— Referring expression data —
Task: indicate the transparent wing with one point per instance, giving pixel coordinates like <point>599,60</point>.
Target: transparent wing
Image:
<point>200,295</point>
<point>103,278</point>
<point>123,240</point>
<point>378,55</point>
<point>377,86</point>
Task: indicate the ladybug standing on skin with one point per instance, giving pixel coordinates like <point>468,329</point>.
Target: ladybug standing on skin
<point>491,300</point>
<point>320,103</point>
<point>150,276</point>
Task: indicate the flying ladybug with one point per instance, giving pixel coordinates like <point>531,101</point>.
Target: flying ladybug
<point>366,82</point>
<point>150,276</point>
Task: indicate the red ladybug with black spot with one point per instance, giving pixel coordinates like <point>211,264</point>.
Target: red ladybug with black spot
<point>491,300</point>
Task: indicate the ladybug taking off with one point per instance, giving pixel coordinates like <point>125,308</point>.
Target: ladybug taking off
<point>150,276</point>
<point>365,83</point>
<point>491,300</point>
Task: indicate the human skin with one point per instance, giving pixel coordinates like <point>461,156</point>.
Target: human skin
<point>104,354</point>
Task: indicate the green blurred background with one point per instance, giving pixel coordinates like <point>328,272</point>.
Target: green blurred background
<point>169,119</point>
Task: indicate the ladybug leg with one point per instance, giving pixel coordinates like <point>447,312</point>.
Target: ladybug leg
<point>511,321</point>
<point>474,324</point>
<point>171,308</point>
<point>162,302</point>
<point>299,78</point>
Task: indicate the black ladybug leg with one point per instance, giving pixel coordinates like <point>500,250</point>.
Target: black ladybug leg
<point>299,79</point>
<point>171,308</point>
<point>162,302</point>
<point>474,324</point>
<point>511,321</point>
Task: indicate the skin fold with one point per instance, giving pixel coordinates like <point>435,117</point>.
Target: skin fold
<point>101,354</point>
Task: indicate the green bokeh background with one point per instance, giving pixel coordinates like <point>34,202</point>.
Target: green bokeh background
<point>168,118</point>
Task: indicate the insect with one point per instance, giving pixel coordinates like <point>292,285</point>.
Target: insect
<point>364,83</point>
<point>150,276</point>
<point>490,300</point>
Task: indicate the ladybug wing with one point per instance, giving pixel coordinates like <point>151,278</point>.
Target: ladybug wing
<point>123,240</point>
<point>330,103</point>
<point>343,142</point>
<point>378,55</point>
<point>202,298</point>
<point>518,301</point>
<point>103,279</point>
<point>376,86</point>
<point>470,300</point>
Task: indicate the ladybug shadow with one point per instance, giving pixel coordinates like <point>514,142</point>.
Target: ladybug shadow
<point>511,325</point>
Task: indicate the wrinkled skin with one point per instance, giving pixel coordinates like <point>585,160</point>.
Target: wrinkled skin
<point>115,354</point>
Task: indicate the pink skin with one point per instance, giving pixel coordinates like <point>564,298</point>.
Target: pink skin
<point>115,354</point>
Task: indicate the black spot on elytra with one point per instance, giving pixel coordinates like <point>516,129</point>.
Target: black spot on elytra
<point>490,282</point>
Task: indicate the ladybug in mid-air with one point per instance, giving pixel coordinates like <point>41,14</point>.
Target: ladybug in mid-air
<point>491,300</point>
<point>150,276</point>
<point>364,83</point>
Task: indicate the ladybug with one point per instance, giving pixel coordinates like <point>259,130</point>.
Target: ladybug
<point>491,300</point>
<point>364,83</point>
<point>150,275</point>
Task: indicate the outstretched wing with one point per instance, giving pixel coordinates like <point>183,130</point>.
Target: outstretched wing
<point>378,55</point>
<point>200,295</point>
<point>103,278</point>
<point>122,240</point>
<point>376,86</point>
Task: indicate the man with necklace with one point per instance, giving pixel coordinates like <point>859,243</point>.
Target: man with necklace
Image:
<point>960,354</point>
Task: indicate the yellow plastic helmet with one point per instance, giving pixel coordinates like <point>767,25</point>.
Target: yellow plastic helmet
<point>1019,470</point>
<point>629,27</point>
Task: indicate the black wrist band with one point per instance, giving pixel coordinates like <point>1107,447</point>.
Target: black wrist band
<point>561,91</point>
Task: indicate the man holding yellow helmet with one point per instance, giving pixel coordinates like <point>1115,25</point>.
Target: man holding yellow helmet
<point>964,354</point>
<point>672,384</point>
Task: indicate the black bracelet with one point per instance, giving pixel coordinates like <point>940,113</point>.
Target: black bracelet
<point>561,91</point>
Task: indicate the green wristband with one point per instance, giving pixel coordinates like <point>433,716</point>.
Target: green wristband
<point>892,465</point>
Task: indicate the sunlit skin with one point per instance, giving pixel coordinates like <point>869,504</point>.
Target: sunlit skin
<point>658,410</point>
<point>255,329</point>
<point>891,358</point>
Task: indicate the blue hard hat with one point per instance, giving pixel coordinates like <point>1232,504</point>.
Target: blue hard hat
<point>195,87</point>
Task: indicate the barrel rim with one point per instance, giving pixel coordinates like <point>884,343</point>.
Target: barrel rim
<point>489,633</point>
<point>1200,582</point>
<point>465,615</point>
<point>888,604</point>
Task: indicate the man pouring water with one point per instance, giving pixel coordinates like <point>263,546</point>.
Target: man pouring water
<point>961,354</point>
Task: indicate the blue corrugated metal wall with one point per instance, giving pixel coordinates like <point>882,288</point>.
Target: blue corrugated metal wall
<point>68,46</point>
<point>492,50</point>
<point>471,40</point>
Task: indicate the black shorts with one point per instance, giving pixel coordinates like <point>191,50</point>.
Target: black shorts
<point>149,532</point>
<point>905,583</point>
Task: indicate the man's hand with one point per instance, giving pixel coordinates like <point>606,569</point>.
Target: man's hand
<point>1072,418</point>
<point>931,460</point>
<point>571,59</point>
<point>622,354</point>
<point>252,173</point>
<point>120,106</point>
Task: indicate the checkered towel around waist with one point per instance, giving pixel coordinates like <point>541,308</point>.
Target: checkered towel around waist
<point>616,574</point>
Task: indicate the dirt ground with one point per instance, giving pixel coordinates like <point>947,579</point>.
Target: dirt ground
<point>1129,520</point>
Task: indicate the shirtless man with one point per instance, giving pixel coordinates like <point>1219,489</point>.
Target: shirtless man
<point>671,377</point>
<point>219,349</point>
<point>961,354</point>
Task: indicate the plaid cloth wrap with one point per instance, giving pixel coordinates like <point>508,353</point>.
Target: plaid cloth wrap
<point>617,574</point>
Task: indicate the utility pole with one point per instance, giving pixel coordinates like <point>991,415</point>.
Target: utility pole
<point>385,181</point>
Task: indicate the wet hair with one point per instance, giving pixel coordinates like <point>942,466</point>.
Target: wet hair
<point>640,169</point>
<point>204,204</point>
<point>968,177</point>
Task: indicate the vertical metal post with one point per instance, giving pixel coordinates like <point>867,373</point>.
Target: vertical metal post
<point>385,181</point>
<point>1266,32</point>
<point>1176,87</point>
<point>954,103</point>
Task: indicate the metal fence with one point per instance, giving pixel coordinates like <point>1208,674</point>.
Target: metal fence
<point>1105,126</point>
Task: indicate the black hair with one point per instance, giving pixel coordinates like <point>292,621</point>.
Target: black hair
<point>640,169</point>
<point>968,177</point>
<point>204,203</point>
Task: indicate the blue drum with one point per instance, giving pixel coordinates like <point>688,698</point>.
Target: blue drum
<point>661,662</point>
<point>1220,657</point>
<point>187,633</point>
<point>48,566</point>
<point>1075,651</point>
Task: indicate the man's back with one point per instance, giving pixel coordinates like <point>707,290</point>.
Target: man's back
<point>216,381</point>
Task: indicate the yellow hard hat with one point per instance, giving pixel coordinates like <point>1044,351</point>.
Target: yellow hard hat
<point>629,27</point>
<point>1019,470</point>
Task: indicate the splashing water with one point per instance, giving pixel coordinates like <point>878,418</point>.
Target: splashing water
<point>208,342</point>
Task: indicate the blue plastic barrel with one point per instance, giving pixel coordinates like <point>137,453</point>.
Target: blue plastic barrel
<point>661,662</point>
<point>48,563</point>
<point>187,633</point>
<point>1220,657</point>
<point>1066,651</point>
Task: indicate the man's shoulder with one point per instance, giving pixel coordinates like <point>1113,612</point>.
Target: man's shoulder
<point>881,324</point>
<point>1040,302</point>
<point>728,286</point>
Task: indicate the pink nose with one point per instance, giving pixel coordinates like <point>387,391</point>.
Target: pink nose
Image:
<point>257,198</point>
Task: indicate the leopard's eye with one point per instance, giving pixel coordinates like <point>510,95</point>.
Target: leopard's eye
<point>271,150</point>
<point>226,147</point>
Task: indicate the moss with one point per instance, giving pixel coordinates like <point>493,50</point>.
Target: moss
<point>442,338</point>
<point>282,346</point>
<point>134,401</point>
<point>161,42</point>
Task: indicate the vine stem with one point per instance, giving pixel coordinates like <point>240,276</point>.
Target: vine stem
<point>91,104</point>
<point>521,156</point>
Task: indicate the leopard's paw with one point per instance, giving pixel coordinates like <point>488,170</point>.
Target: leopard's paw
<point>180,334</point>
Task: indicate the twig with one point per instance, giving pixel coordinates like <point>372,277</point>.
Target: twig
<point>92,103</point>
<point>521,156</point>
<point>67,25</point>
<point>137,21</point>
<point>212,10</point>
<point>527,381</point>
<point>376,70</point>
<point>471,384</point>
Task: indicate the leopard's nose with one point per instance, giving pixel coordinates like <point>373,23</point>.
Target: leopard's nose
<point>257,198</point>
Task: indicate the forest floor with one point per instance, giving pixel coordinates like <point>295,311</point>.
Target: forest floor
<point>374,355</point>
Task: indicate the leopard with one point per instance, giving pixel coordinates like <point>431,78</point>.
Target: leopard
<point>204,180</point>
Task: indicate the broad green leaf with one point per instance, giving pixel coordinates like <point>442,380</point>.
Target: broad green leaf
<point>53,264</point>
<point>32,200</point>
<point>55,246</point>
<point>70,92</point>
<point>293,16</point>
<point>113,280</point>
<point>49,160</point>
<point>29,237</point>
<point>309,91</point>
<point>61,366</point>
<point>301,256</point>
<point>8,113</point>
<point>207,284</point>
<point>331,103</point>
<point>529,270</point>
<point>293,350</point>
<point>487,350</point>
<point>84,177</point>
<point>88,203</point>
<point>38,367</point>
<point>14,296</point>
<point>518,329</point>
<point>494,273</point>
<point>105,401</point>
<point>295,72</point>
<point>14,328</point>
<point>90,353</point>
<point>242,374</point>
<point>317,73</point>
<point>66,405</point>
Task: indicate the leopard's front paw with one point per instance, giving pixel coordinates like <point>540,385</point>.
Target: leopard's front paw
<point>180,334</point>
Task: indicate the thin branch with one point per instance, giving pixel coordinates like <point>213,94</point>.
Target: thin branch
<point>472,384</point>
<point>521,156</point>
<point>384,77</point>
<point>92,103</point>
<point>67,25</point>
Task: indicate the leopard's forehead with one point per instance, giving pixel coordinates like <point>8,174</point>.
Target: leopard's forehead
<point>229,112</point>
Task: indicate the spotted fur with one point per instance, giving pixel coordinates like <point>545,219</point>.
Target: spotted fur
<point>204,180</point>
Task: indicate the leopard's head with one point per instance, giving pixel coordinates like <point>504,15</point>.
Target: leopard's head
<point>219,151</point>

— About this task —
Find the line with "Task: indicate the vertical" in the entries above. Retype it and each line after it, exactly, through the line with "Task: indicate the man's shoulder", and stop there.

— Completed exercise —
Task: indicate the vertical metal post with one point per instance, giving pixel coordinates like <point>867,373</point>.
Target: vertical metal post
<point>385,181</point>
<point>1266,32</point>
<point>1176,87</point>
<point>954,103</point>
Task: indicate the metal fence with one point per instance, giving pixel coordinates like <point>1208,674</point>.
Target: metal fence
<point>1105,126</point>
Task: indicate the black hair with one point per instance, giving pixel coordinates like <point>292,621</point>.
Target: black hair
<point>640,169</point>
<point>968,177</point>
<point>204,203</point>
Task: indicate the blue drum with one point per instance, giving pixel coordinates like <point>688,698</point>.
Target: blue drum
<point>661,662</point>
<point>1220,657</point>
<point>187,633</point>
<point>48,566</point>
<point>1075,651</point>
Task: indicate the man's back with one point per instance, giving pixel coordinates like <point>707,290</point>.
Target: man's back
<point>216,381</point>
Task: indicate the yellow hard hat with one point per instance, giving pixel coordinates like <point>1044,351</point>.
Target: yellow hard hat
<point>629,27</point>
<point>1019,470</point>
Task: indicate the splashing water with one point per instance, giving pixel coordinates like <point>878,418</point>.
Target: splashing water
<point>208,342</point>
Task: indicate the blue plastic barrel with one point per instance, giving pixel coordinates like <point>137,453</point>.
Target: blue plastic barrel
<point>661,662</point>
<point>48,563</point>
<point>187,633</point>
<point>1220,657</point>
<point>1066,651</point>
Task: indicate the man's shoulder with one point per instance, giving pixel coordinates like <point>1113,612</point>.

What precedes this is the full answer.